Before copying, remove every picture, and then repeat all entries below precisely as written.
☆ ☆ ☆ ☆ ☆ ☆ ☆
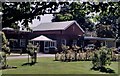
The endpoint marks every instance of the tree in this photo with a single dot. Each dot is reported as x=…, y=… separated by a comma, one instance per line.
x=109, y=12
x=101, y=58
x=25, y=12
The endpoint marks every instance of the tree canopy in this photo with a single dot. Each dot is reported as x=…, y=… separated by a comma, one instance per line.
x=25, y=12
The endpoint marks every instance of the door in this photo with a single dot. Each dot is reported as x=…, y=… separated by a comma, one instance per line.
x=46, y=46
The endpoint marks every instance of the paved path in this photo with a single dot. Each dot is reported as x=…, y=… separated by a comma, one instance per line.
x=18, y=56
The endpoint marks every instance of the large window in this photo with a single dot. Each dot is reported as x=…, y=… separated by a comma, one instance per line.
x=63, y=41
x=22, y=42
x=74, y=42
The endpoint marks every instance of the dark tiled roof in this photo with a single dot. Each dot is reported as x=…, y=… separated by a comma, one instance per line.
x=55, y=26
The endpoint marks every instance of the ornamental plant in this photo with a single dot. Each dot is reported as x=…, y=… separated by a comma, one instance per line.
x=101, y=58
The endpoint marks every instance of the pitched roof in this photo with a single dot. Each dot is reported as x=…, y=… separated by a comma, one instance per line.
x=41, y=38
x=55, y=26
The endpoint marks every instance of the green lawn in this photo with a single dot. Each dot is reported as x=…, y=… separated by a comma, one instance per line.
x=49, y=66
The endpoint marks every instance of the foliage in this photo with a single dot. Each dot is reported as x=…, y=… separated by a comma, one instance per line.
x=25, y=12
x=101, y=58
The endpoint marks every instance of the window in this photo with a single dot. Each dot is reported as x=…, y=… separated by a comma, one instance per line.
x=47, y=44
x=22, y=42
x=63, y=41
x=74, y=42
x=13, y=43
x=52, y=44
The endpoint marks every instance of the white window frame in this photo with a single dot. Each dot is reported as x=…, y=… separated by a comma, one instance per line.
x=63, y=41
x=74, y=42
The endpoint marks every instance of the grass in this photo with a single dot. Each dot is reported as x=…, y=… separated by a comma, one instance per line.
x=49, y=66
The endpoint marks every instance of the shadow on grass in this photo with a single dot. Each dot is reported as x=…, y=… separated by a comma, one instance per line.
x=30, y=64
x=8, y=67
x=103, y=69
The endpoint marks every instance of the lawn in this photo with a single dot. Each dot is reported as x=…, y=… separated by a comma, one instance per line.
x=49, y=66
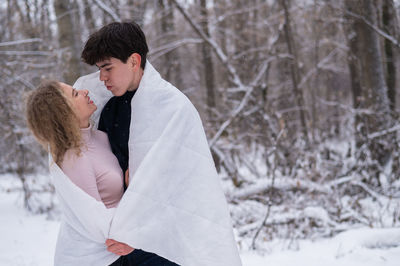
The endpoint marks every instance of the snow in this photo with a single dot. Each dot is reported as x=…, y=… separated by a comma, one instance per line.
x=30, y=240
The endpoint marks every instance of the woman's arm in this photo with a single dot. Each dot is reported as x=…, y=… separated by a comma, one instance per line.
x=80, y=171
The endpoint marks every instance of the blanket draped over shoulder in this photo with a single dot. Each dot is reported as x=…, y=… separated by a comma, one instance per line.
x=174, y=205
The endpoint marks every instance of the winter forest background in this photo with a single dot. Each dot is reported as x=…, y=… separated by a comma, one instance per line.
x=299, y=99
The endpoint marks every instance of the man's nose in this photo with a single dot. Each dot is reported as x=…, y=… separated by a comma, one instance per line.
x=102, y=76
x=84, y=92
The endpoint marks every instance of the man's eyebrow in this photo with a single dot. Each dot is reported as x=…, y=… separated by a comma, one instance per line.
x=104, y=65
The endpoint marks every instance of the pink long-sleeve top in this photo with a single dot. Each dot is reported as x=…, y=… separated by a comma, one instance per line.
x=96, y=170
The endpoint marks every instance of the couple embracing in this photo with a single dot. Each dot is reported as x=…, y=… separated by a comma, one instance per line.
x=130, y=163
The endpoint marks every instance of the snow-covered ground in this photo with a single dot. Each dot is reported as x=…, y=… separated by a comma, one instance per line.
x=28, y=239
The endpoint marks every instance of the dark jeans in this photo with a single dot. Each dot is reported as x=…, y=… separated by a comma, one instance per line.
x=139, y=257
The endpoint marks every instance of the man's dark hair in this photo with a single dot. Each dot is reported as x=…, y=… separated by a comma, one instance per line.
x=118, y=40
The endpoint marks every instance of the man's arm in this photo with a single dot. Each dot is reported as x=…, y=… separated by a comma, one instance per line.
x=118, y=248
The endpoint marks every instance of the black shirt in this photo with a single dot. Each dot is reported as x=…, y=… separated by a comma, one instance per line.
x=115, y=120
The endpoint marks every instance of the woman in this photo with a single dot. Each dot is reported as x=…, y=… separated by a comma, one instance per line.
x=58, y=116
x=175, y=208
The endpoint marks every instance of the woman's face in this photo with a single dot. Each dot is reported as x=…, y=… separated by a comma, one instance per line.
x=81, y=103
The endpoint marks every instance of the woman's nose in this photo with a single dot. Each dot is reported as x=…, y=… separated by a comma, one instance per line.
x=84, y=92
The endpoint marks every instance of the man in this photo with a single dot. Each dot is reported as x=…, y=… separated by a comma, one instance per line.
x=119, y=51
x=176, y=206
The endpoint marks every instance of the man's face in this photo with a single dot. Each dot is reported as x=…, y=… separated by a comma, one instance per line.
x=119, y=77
☆ ☆ ☆ ☆ ☆ ☆ ☆
**Task response**
The endpoint marks every instance of the tree in this photo with a single dot. Each dot is reported as x=…, y=… separated by a comma, one instance per line.
x=109, y=12
x=101, y=58
x=25, y=12
The endpoint marks every instance of the tree canopy in this photo with a single dot. Each dot is reported as x=…, y=… separated by a comma, one instance per line.
x=25, y=12
The endpoint marks every instance of the door in this photo with a single dot. Each dot is reported as x=…, y=… separated by a comma, one instance per line.
x=46, y=46
The endpoint marks every instance of the paved path in this photo with a single dot. Each dot is reported as x=…, y=… separated by a comma, one instance per line.
x=18, y=56
The endpoint marks every instance of the large window in this photo with a single dot. Each dot is reported as x=…, y=… separated by a comma, one instance per line.
x=63, y=41
x=22, y=42
x=74, y=42
The endpoint marks every instance of the dark tiled roof in this photo with a single dot. Each dot is reported as x=…, y=… separated by a comma, one instance per line.
x=55, y=26
The endpoint marks every instance of the ornamental plant in this photo with a single dot. Each dot is reported as x=…, y=… separated by a comma, one instance per line.
x=101, y=58
The endpoint marks every instance of the pitched roof in this photo with a single dot. Each dot is reported as x=…, y=… separated by a comma, one instance per line.
x=41, y=38
x=55, y=26
The endpoint marks every instance of the green lawn in this photo with a single dot. Each dot is reported as x=…, y=… separated by a comma, one instance per line.
x=49, y=66
The endpoint marks every instance of the foliage in this photo with a single dot. Each dot is reported as x=…, y=… separated by a comma, one instance per line.
x=25, y=12
x=101, y=58
The endpoint marks every instance of the window in this photo with a single dot. Each dot is reported as x=…, y=… separated by a comma, one instance per line.
x=47, y=44
x=22, y=42
x=63, y=41
x=74, y=42
x=13, y=43
x=52, y=44
The endpoint marks every instance of the white window frame in this photo with a single dot. Each dot is reported as x=…, y=… separated by a comma, one instance per line.
x=63, y=41
x=74, y=42
The endpoint marks every instance of the grass in this photo with a single dot. Each dot is reported as x=…, y=… separated by a comma, one instance per line.
x=49, y=66
The endpoint marks every instance of the shadow on grass in this photo with a single dot. Each dot is reported as x=…, y=… separated by a comma, one instance per line.
x=30, y=64
x=8, y=67
x=103, y=69
The endpoint marks every instance of the lawn in this photo with a single dot. Each dot is reported as x=…, y=… separated by a comma, one instance per line.
x=49, y=66
The endpoint marks every instance of the snow in this photo with a single dot. Each dot is reported as x=…, y=… separated by a comma, one instance per line.
x=30, y=240
The endpoint marks every instance of the woman's arm in this photo with a single dot. Each dot is reported as x=…, y=… separated by a comma, one instance per line.
x=80, y=171
The endpoint marks every instance of the blanket draped over shoulder in this photo with a single dot. Each dot is reported as x=…, y=… separated by a comma, one instance per line.
x=174, y=205
The endpoint marks every instance of the winter forest background in this photo with a single dot. Each dot is reported as x=…, y=… separated by a comma, one instance per line.
x=299, y=99
The endpoint marks every instance of the man's nose in this photo with a single dot. Each dot is reported as x=…, y=… separated by a comma, one instance per line.
x=102, y=76
x=84, y=92
The endpoint marks every instance of the man's eyebrow in this photo with a single dot. Each dot is reported as x=…, y=… separated by a comma, one instance per line.
x=104, y=65
The endpoint marks every instance of the pink long-sleeve top in this photo with a single dot. Each dot is reported as x=…, y=… separated by a comma, one instance per line.
x=96, y=170
The endpoint marks every instance of the couple embracing in this photo with a single dot. Each dot is reported as x=…, y=… separated by a comma, one instance per line.
x=130, y=163
The endpoint marks every instance of the snow-covered ground in this photo with a single dot. Each dot is reported as x=…, y=… separated by a comma, one instance per line.
x=28, y=239
The endpoint marks every instance of the dark jeans in this photo with a single dot. Each dot is reported as x=…, y=… separated by a comma, one instance per line.
x=139, y=257
The endpoint marks every instance of the man's dark hair in this photo with a single dot. Each dot is reported as x=…, y=… separated by a comma, one instance per line.
x=118, y=40
The endpoint marks every instance of the man's arm in this photo with a single dot. Each dot is reported as x=…, y=… separated by a comma, one instance per line.
x=118, y=248
The endpoint marks every instance of the black shirt in this photo with a single dot. Each dot is reported as x=…, y=… separated by a comma, one instance per line.
x=115, y=120
The endpoint marks every instance of the woman in this photo with a single dot. Each dot is reported as x=…, y=… separated by a comma, one instance per line.
x=58, y=116
x=175, y=208
The endpoint marks every instance of the woman's face in this photo with a single dot. Each dot is reported as x=…, y=… separated by a comma, one instance per line.
x=81, y=103
The endpoint marks every instance of the woman's nose in this photo with a single dot. Each dot is reported as x=…, y=… separated by a comma, one instance per line.
x=84, y=92
The endpoint marks every instance of the man in this photo with a single dot. Each dot is reported as x=…, y=… separated by a comma, one instance per line.
x=119, y=51
x=176, y=206
The endpoint marks every instance of the man's face in this photo with a single dot. Each dot is reported as x=…, y=… separated by a comma, one instance per line.
x=119, y=77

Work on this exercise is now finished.